Problem details:
Update the records from the line with "452, row 24." to the line with "column 554, row 821", changing "green leaf" to "yellow leaf" and leaving everything else as it is. Give back only those lines.

---- Records provided

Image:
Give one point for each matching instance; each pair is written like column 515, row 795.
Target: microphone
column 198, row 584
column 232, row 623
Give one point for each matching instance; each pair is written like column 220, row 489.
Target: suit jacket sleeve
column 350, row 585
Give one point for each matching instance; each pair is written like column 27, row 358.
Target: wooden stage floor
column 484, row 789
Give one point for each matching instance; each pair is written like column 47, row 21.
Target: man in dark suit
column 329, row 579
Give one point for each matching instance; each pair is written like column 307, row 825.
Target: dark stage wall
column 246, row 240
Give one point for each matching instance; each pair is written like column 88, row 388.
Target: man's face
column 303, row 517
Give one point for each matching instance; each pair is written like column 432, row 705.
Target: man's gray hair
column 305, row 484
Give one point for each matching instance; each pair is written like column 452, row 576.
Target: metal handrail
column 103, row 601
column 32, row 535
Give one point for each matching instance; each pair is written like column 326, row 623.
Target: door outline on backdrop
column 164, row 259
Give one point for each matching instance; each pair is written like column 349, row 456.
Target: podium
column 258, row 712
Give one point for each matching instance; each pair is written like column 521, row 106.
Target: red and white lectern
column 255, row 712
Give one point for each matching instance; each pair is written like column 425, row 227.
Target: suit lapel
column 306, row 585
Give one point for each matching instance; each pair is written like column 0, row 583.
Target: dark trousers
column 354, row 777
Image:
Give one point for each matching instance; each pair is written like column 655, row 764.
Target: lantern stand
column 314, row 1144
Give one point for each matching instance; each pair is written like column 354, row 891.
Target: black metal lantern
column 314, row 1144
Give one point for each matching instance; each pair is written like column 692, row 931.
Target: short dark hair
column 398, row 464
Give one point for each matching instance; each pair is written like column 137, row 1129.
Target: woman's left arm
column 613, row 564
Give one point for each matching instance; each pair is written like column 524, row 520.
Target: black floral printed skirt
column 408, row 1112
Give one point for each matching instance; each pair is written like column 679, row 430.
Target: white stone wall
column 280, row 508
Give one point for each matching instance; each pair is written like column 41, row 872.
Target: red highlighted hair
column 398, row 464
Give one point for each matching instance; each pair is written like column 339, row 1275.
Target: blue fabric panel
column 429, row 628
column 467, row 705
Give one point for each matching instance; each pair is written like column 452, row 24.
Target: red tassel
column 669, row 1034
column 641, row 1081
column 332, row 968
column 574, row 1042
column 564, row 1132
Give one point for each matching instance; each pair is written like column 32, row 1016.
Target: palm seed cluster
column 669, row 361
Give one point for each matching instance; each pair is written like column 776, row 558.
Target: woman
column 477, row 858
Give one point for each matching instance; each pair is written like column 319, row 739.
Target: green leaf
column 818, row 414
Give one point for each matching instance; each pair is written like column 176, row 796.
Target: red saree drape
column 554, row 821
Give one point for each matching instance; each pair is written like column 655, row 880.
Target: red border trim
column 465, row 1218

--------

Problem solution:
Give one point for each matching instance; each pair is written like column 452, row 24.
Target: red tassel
column 669, row 1034
column 641, row 1081
column 332, row 968
column 574, row 1042
column 564, row 1132
Give one point for each matching instance; each pair is written like column 32, row 1016.
Target: palm seed cluster
column 669, row 361
Give one point for each matching instance; each pair is written like column 776, row 558.
Target: woman
column 477, row 858
Give one point for each matching instance; each pair is written like column 319, row 739.
Target: yellow leaf
column 818, row 414
Give one point for each matching instance; each pair is written like column 176, row 796.
Target: red saree drape
column 554, row 821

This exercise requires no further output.